■ Records provided
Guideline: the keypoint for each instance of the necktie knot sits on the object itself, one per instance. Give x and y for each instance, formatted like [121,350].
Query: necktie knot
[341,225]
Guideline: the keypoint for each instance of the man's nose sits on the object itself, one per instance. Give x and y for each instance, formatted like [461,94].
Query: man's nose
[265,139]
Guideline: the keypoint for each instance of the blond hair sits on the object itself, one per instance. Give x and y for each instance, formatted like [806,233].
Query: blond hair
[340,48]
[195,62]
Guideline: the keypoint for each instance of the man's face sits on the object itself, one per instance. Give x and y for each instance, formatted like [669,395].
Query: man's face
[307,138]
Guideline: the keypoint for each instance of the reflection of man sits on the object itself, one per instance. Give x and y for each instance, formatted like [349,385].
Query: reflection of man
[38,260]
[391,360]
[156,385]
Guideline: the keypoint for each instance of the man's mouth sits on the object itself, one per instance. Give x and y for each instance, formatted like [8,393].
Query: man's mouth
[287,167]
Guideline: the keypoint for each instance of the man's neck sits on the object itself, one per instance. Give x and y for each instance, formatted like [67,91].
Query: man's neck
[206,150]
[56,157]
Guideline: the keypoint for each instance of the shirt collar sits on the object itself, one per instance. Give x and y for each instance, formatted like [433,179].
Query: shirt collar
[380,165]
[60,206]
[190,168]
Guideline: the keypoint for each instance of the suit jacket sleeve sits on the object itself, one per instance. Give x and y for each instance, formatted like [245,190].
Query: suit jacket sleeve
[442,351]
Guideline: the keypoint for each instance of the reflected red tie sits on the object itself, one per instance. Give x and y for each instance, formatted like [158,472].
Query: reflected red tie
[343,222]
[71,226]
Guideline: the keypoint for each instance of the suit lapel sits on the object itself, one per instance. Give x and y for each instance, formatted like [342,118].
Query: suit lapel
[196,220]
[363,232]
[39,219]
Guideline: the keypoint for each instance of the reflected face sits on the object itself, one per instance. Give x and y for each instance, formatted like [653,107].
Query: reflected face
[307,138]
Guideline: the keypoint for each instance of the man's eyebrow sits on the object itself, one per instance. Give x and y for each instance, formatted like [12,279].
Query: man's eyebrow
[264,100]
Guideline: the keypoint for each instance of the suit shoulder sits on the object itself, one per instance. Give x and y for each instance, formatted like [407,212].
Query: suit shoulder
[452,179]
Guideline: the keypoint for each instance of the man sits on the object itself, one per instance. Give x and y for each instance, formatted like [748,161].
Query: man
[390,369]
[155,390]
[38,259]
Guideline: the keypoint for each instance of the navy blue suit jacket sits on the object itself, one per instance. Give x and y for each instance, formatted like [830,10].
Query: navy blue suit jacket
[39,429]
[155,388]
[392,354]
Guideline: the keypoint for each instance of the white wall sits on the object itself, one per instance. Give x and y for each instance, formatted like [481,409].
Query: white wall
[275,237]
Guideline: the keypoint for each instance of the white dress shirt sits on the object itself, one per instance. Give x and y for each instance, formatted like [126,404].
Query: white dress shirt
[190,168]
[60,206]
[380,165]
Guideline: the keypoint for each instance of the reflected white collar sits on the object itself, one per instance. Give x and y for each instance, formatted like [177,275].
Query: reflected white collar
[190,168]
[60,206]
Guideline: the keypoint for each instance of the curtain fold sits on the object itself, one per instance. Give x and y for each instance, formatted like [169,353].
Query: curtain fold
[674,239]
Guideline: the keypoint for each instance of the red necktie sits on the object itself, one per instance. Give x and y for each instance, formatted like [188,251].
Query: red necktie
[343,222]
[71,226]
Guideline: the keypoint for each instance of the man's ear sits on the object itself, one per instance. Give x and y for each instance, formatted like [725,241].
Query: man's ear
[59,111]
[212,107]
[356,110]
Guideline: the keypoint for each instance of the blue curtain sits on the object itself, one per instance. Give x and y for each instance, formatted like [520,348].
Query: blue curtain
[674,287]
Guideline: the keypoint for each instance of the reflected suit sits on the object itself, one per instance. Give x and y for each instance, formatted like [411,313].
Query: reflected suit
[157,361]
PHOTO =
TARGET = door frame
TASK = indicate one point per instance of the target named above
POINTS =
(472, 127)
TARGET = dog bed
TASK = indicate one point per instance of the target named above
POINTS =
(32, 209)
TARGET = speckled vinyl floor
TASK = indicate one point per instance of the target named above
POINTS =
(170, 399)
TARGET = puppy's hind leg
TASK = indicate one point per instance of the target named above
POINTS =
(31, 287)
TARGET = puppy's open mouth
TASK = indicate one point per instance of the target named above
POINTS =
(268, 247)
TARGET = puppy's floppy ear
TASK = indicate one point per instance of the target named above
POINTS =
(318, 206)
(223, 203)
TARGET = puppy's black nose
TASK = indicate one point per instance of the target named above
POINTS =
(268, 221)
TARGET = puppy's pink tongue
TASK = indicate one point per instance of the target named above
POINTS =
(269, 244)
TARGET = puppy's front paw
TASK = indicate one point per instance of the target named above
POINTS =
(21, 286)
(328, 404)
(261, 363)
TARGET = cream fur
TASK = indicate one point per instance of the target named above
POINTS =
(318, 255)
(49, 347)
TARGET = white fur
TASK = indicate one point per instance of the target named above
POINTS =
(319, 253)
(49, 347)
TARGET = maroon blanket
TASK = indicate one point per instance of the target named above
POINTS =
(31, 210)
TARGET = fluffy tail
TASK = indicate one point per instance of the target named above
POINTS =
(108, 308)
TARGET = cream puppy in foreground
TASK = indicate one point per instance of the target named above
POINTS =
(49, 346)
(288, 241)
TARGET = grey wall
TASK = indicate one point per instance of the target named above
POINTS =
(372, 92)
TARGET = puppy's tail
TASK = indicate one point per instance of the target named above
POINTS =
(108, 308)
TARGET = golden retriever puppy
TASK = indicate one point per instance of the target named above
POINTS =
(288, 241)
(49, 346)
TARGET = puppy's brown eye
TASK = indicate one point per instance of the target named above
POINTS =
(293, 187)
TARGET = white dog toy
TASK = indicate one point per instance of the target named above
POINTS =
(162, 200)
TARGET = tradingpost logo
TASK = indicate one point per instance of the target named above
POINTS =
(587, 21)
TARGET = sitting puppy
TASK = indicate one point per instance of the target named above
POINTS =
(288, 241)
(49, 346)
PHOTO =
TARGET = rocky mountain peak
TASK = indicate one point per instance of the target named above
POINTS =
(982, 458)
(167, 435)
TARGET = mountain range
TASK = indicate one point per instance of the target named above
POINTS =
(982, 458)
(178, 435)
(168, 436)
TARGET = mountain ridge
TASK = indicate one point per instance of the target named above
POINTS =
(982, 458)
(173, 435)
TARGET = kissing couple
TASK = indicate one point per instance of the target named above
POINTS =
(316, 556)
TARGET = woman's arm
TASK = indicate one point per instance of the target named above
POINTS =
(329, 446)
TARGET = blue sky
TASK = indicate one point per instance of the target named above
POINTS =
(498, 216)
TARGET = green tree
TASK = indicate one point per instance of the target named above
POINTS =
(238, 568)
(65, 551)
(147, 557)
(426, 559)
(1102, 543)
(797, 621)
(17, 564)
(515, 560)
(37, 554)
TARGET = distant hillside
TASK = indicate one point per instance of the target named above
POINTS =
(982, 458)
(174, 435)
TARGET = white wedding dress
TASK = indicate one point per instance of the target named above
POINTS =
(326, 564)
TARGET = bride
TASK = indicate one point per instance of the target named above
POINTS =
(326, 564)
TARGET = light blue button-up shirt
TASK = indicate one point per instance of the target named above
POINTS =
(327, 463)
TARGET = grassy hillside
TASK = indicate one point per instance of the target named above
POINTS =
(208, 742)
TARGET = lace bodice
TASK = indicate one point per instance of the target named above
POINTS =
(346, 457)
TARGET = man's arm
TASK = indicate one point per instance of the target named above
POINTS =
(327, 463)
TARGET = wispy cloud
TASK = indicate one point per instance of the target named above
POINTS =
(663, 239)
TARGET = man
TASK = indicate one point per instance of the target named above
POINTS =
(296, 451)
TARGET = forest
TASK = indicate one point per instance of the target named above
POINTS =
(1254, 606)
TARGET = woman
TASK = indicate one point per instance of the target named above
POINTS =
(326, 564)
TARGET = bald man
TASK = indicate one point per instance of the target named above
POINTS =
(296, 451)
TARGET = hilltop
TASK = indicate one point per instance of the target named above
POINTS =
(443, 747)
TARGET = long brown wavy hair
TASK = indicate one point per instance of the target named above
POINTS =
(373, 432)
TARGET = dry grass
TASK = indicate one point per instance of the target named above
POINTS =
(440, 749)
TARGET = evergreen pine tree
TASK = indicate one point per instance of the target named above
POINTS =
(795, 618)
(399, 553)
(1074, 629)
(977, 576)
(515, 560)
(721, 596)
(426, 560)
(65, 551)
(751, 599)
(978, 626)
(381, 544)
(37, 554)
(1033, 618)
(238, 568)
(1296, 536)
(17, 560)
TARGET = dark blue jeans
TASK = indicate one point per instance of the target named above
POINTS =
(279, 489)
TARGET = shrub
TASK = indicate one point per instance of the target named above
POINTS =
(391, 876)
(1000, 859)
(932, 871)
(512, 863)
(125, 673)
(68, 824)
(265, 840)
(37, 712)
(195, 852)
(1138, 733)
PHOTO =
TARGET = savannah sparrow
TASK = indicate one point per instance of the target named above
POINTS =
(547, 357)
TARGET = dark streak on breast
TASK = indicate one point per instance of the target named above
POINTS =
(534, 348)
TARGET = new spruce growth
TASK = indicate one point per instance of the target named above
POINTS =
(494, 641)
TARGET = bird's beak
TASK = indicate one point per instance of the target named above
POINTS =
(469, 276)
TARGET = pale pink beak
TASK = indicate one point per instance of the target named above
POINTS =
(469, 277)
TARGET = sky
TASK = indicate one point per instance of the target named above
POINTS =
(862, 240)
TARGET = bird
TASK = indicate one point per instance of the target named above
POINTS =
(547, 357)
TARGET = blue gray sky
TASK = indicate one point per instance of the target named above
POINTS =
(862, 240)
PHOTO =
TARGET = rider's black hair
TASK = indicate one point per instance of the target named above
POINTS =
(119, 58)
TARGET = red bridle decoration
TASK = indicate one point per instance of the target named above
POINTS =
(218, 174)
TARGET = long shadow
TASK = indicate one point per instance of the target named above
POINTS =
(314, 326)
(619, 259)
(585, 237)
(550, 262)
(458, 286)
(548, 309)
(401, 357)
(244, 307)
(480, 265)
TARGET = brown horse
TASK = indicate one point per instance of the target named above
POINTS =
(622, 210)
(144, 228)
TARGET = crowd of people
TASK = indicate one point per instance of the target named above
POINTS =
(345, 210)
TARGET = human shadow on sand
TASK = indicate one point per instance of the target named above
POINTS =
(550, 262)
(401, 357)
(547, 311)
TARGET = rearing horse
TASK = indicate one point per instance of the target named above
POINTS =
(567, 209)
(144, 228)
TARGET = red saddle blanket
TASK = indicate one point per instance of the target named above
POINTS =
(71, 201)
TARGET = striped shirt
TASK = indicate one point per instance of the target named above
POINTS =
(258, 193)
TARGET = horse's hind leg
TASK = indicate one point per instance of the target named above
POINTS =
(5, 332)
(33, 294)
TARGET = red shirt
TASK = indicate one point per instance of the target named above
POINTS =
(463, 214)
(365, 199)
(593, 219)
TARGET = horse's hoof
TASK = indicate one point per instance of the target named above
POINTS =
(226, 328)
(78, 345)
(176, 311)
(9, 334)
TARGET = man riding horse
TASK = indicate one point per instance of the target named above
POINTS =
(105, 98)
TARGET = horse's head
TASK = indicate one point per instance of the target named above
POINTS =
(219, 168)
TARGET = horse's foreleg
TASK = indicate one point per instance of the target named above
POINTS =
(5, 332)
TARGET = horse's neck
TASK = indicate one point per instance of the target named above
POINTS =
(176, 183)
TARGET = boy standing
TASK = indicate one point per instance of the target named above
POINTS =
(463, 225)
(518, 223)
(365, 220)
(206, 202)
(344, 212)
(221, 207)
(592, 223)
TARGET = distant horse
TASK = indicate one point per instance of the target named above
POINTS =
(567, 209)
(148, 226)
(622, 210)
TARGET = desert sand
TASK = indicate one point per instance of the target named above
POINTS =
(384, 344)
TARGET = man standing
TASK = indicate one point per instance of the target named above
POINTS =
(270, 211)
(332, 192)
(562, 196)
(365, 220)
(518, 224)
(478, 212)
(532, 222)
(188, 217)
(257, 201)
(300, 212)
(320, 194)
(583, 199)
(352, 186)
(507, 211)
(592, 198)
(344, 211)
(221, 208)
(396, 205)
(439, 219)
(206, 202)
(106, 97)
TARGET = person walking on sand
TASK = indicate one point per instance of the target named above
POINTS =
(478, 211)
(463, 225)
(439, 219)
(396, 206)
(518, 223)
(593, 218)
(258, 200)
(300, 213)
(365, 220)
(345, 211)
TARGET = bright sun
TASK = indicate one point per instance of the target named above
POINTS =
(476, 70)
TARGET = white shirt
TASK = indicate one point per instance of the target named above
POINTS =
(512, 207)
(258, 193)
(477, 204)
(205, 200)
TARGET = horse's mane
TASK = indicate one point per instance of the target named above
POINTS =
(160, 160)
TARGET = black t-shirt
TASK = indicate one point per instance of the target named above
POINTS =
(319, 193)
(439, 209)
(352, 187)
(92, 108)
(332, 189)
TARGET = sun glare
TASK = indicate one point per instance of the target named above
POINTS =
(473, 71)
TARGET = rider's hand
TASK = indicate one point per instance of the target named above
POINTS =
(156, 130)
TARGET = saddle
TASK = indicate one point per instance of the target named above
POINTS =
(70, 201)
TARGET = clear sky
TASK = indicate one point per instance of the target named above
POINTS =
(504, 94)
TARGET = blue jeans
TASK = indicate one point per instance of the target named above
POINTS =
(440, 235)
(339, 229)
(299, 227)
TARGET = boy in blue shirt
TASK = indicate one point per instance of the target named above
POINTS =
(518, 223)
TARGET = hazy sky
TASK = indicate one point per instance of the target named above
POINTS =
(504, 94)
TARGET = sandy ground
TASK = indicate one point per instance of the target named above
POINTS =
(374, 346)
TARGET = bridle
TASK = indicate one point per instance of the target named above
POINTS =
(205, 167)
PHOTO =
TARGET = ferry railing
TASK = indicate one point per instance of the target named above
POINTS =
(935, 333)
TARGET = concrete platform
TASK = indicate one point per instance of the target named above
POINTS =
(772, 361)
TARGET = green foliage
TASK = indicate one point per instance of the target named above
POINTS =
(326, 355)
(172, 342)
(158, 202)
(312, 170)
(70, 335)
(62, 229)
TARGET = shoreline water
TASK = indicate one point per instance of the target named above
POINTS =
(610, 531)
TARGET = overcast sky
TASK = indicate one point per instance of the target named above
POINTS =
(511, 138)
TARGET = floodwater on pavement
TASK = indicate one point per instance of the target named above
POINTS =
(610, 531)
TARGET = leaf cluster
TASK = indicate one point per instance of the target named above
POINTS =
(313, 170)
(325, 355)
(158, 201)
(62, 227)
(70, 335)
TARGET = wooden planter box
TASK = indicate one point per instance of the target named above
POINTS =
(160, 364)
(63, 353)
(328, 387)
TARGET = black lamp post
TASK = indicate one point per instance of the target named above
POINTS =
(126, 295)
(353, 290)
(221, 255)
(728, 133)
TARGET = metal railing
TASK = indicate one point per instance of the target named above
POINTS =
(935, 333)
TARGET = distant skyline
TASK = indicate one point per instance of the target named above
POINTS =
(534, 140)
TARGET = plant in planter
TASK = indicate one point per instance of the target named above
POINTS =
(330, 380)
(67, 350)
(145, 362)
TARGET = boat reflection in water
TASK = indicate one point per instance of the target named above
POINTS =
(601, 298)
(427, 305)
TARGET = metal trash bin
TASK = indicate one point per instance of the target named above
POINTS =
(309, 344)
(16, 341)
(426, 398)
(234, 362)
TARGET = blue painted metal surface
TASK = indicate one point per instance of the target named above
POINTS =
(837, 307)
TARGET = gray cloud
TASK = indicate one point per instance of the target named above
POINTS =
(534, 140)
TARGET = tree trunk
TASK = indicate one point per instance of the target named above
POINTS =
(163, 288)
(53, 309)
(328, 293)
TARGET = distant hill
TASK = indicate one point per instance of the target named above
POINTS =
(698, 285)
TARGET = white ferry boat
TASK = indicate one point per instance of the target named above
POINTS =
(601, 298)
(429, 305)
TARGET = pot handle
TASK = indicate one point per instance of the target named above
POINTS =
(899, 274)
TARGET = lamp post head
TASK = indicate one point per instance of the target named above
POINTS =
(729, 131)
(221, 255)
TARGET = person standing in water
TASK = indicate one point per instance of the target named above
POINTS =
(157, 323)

■ Exercise goal
Copy every line from the one with "TARGET = wooden planter box" through the end of the items, requests included. Multiply each coordinate in the answer points by 1.9 and round to whole numbers, with halves rounded up.

■ Solution to this problem
TARGET = wooden planter box
TASK = indicate one point per instance of the target named above
POINTS =
(304, 692)
(120, 671)
(623, 735)
TARGET = black lamp post
TASK = indicate one point per instance of the target named above
POINTS =
(239, 561)
(671, 551)
(420, 485)
(1383, 253)
TARGET = metal railing
TASK = indicate one point per instance of the target named above
POINTS =
(1777, 633)
TARGET = distant skyline
TASK = indicate one point per instance of the target named above
POINTS =
(1015, 266)
TARGET = plant in planter
TASK = indicate one point per instance of the target named above
POINTS =
(627, 722)
(127, 665)
(276, 688)
TARGET = boat reflection in water
TASK = indicate one point per instance of the target named above
POINTS =
(1142, 566)
(811, 580)
TARGET = metal trash bin
TASK = indicate one point per instance of the target named above
POINTS =
(587, 654)
(30, 648)
(809, 756)
(445, 688)
TARGET = blue painted metal surface
TASK = indicate one point per instance of the target named above
POINTS =
(1590, 583)
TARGET = gray cloud
TASK = indicate one point per instance of the target named above
POINTS =
(1015, 266)
TARGET = tree trunk
TASK = indicate one point per instance of the target named above
POINTS =
(310, 547)
(101, 587)
(623, 557)
TARGET = distant hill
TASK = indicate one point per instance of the target named above
POINTS =
(1326, 542)
TARGET = white ferry boat
TASK = indicate one point per instance of the target named above
POINTS =
(1142, 566)
(815, 580)
TARGET = pot handle
TASK = indicate one point per instance of the target named above
POINTS =
(1708, 521)
TARGET = lamp post head
TASK = indicate one point per instance of the target named above
POINTS =
(1385, 249)
(420, 485)
TARGET = person standing in water
TASK = indicate one point per instance of the target named above
POINTS =
(298, 614)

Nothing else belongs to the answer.